Given text:
** BEGIN **

Before: Gribbs, P.J., and Smolenski and Gage, JJ.
PER CURIAM.
Plaintiffs are retired members of the City of Southfield's police department. They filed a two
count complaint alleging that they were deprived of retirement benefits previously earned contrary to the
state constitution, Const 1963, art 9, § 24, and the Civil Rights Act, MCL 37.2202; MSA 3.548(202).
Plaintiffs’ claims arise from a change in their retirement benefits as set forth in the collective bargaining
agreements. Plaintiffs alleged that under the collective bargaining agreement entered before 1988, each
of them were entitled to receive a regular retirement pension payable throughout his life of two and one
half percent of his average final compensation (AFC) multiplied by the first twenty-five years of service
credited to him, plus one percent of his AFC multiplied by the number of years, and fraction of a year,
of service rendered by him in excess of twenty-five years. Under a new collective bargaining agreement
dated July 1, 1988, the computation of plaintiffs’ benefits was limited to credit for only twenty-five years
of service, with the compensation multiplier increased from two and one-half percent to 2.8 percent of
their AFC.

** END **

Material provided:
** BEGIN **

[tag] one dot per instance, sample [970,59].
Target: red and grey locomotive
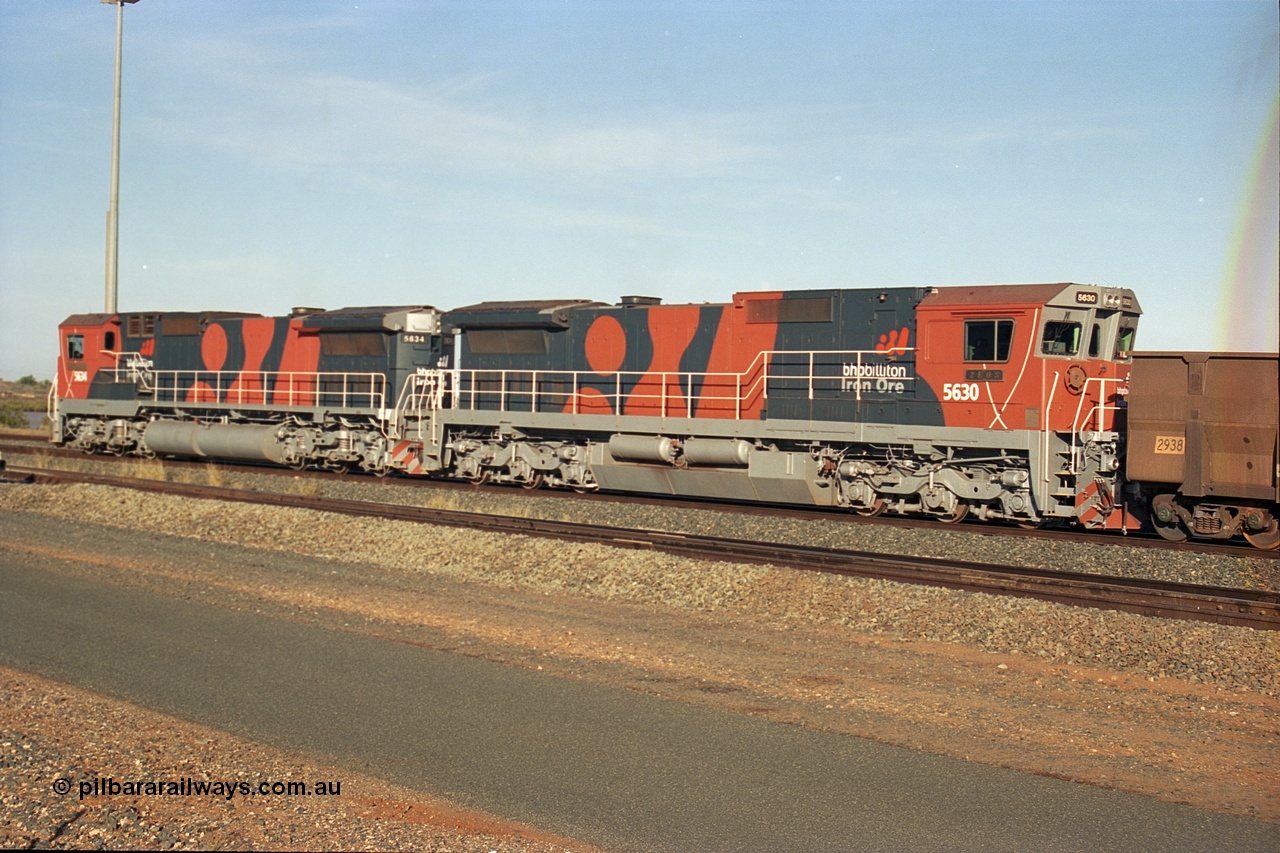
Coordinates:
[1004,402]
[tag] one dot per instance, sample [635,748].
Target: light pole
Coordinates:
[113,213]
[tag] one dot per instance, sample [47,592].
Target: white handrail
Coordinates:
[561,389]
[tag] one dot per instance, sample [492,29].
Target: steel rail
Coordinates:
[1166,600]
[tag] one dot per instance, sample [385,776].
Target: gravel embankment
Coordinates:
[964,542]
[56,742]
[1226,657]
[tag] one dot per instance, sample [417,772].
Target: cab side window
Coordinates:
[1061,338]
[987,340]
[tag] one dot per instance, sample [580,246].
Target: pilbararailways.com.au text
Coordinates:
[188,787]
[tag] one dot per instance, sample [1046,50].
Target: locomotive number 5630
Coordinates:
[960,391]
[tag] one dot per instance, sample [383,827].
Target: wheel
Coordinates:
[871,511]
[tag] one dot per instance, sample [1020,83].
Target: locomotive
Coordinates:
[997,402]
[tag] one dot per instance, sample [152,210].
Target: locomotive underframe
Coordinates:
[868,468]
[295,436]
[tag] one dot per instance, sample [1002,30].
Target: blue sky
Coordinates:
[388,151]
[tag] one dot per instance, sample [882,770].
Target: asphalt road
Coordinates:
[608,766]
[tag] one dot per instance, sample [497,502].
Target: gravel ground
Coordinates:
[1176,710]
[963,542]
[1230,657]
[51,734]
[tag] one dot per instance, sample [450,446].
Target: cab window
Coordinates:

** END **

Problems to work on:
- 1) Copy the stretch of the court opinion from "Plaintiffs are retired" through "37.2202; MSA 3.548(202)." word for word.
- 2) Repeat all of the rows above word for word, but leave out the pictures.
The court opinion and the rows have nothing to do with each other.

Written responses:
- 1)
Plaintiffs are retired members of the City of Southfield's police department. They filed a two
count complaint alleging that they were deprived of retirement benefits previously earned contrary to the
state constitution, Const 1963, art 9, § 24, and the Civil Rights Act, MCL 37.2202; MSA 3.548(202).

- 2)
[tag] one dot per instance, sample [970,59].
Target: red and grey locomotive
Coordinates:
[1004,402]
[tag] one dot per instance, sample [635,748].
Target: light pole
Coordinates:
[113,213]
[tag] one dot per instance, sample [47,592].
Target: white handrail
Coordinates:
[561,389]
[tag] one dot per instance, sample [492,29].
Target: steel rail
Coordinates:
[1166,600]
[tag] one dot per instance, sample [385,776].
Target: gravel embankment
Coordinates:
[964,542]
[56,742]
[1226,657]
[tag] one dot per instance, sample [417,772].
Target: cab side window
Coordinates:
[1061,338]
[987,340]
[tag] one dot per instance, sample [580,246].
Target: pilbararailways.com.au text
Coordinates:
[188,787]
[tag] one dot per instance, sample [1046,50].
Target: locomotive number 5630
Coordinates:
[960,391]
[tag] one dot per instance, sample [383,827].
Target: wheel
Coordinates:
[871,511]
[tag] one dot per instance, sample [1020,83].
Target: locomotive
Coordinates:
[997,402]
[tag] one dot per instance, sample [152,210].
Target: locomotive underframe
Coordinates:
[868,468]
[295,436]
[tag] one dot per instance, sample [1002,30].
Target: blue sky
Coordinates:
[388,151]
[tag] one dot per instance, sample [882,770].
Target: asphalt road
Coordinates:
[608,766]
[tag] one dot per instance, sample [497,502].
Target: gravel ground
Coordinates:
[1176,710]
[963,542]
[1230,657]
[51,734]
[tag] one dot per instance, sample [450,446].
Target: cab window
Coordinates:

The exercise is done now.